• **The data**:

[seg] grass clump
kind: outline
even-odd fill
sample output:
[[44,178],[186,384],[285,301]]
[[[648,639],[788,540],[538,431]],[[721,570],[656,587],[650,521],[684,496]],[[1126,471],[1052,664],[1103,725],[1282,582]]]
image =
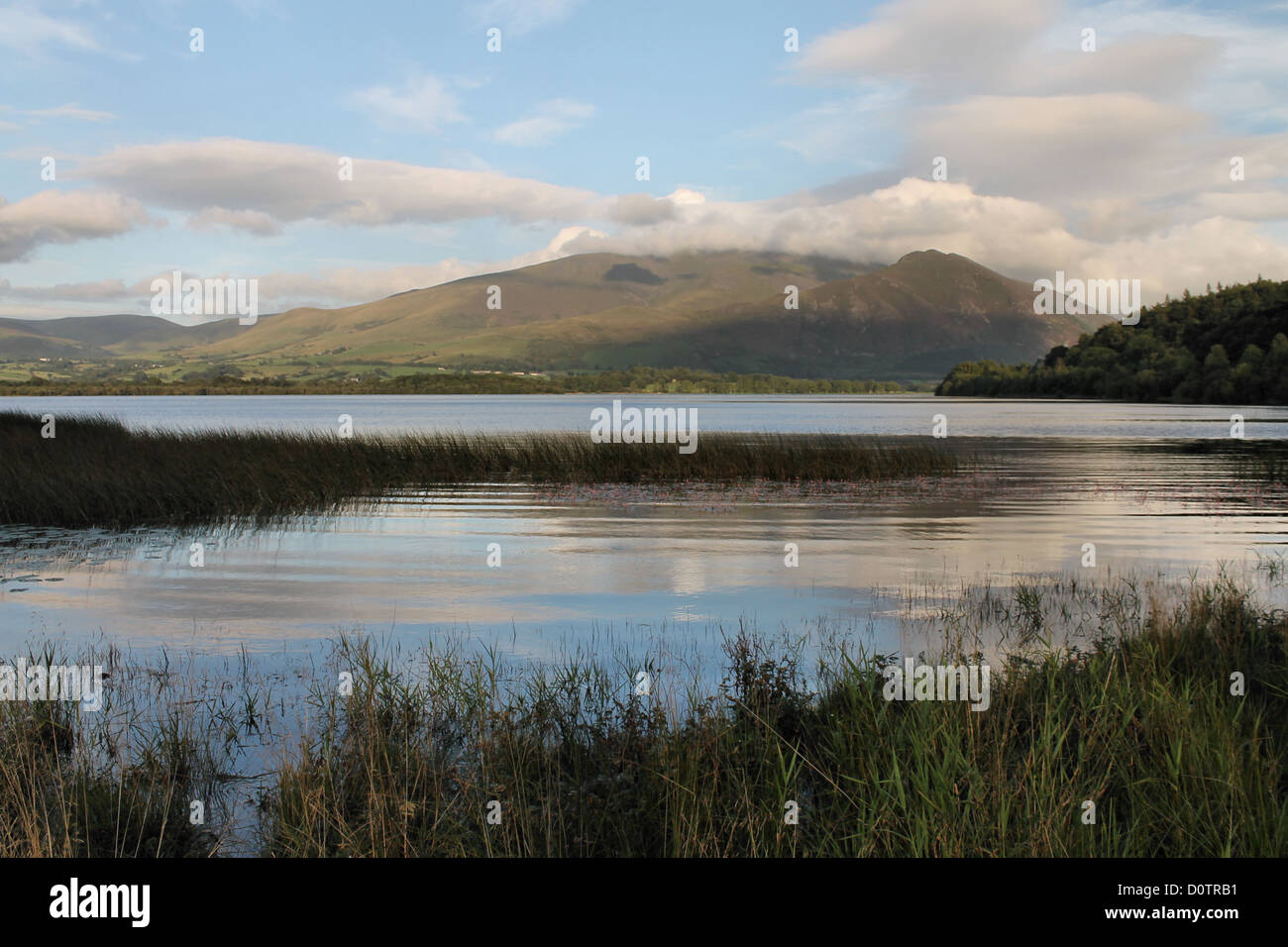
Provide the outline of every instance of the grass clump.
[[671,702],[585,665],[507,679],[437,656],[399,675],[345,640],[355,689],[317,696],[265,799],[264,850],[1288,854],[1288,617],[1220,580],[1121,618],[1084,649],[1014,655],[984,711],[886,701],[877,656],[810,684],[746,635],[717,693]]
[[929,438],[701,434],[594,443],[589,433],[352,437],[285,432],[133,432],[107,417],[0,412],[0,523],[188,524],[326,513],[395,488],[526,479],[638,483],[706,479],[872,481],[951,474]]

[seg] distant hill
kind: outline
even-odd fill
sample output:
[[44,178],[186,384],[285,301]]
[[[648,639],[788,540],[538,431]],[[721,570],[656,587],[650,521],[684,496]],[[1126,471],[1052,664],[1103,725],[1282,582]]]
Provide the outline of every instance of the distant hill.
[[1288,405],[1288,282],[1186,292],[1033,365],[958,365],[935,393]]
[[[488,307],[492,286],[500,308]],[[787,286],[797,287],[797,309],[783,305]],[[0,356],[14,357],[9,331],[28,349],[80,347],[85,358],[939,379],[963,359],[1034,358],[1094,325],[1037,316],[1029,283],[934,250],[890,267],[738,251],[581,254],[254,326],[0,320]]]

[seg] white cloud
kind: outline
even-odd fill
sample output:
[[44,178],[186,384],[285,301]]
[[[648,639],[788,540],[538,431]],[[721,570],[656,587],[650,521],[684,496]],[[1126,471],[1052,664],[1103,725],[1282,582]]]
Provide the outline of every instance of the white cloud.
[[117,148],[82,160],[76,175],[148,205],[194,213],[198,224],[252,224],[260,232],[270,232],[265,218],[279,225],[367,227],[492,216],[577,222],[598,201],[589,191],[540,180],[398,161],[354,158],[353,180],[340,180],[340,157],[305,146],[214,138]]
[[98,40],[85,23],[49,17],[27,6],[0,8],[0,48],[36,57],[49,46],[99,52]]
[[492,137],[502,144],[549,144],[565,131],[581,128],[594,115],[595,107],[585,102],[551,99],[542,102],[523,119],[502,125]]
[[523,36],[571,14],[582,0],[480,0],[470,6],[470,21],[478,28],[500,27],[505,33]]
[[352,93],[345,104],[394,129],[438,131],[443,125],[465,121],[456,95],[442,79],[429,73],[410,77],[399,89],[375,85]]
[[112,112],[97,112],[91,108],[81,108],[75,102],[54,108],[28,108],[23,115],[33,115],[37,119],[75,119],[77,121],[111,121],[116,117]]
[[12,204],[0,197],[0,263],[43,244],[115,237],[147,222],[143,205],[115,193],[40,191]]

• **Written task**: Reproduce all of the records above line for line, leaving out the pictures.

• **Response for this exercise**:
[seg] grass clump
kind: outline
even-odd fill
sample output:
[[44,178],[186,384],[285,301]]
[[[648,639],[788,540],[538,431]],[[721,570],[656,587],[650,521],[684,496]],[[1126,471],[1052,664],[1103,725],[1282,582]]]
image =
Provide the outline of every instance of the grass clump.
[[671,702],[585,665],[507,679],[437,656],[399,675],[345,640],[355,689],[317,696],[265,799],[264,850],[1288,854],[1288,617],[1220,580],[1121,618],[1084,649],[1014,655],[984,711],[886,701],[877,656],[810,684],[746,635],[717,693]]
[[929,438],[701,434],[594,443],[589,433],[352,437],[285,432],[133,432],[107,417],[0,412],[0,523],[188,524],[326,513],[395,488],[526,479],[638,483],[706,479],[872,481],[951,474]]

[seg] distant hill
kind: outline
even-odd fill
sample output:
[[44,178],[186,384],[285,301]]
[[[648,639],[788,540],[538,431]],[[721,570],[656,587],[650,521],[684,496]],[[1126,471],[1052,664],[1103,725],[1282,582]]]
Provide the outline of every instance of the distant hill.
[[1288,405],[1288,282],[1186,292],[1033,365],[958,365],[935,393]]
[[[488,307],[492,286],[500,308]],[[787,286],[797,287],[797,309],[783,305]],[[0,356],[14,357],[9,331],[28,349],[80,347],[85,358],[939,379],[963,359],[1034,358],[1094,325],[1037,316],[1029,283],[934,250],[890,267],[738,251],[581,254],[254,326],[0,320]]]

[seg] white cloud
kind: outline
even-odd fill
sample output:
[[44,178],[186,384],[285,301]]
[[[648,639],[788,540],[538,431]],[[721,570],[656,587],[650,521],[684,496]],[[1126,471],[1052,664],[1103,725],[1282,582]]]
Provide the outline of every instance of the white cloud.
[[117,148],[82,160],[76,175],[148,205],[194,213],[198,224],[252,224],[260,232],[270,232],[265,218],[279,225],[367,227],[492,216],[577,222],[598,201],[589,191],[540,180],[398,161],[354,158],[353,180],[340,180],[340,157],[305,146],[214,138]]
[[98,40],[85,23],[49,17],[27,6],[0,8],[0,48],[36,57],[49,46],[99,52]]
[[492,137],[502,144],[549,144],[565,131],[581,128],[594,115],[595,107],[585,102],[551,99],[542,102],[523,119],[502,125]]
[[523,36],[571,14],[582,0],[480,0],[470,6],[470,21],[478,28],[500,27],[505,33]]
[[352,93],[345,104],[394,129],[438,131],[443,125],[465,121],[456,95],[442,79],[429,73],[410,77],[399,89],[375,85]]
[[112,112],[97,112],[91,108],[81,108],[75,102],[54,108],[28,108],[23,115],[33,115],[37,119],[75,119],[77,121],[111,121],[116,117]]
[[12,204],[0,197],[0,263],[43,244],[115,237],[147,222],[143,205],[115,193],[40,191]]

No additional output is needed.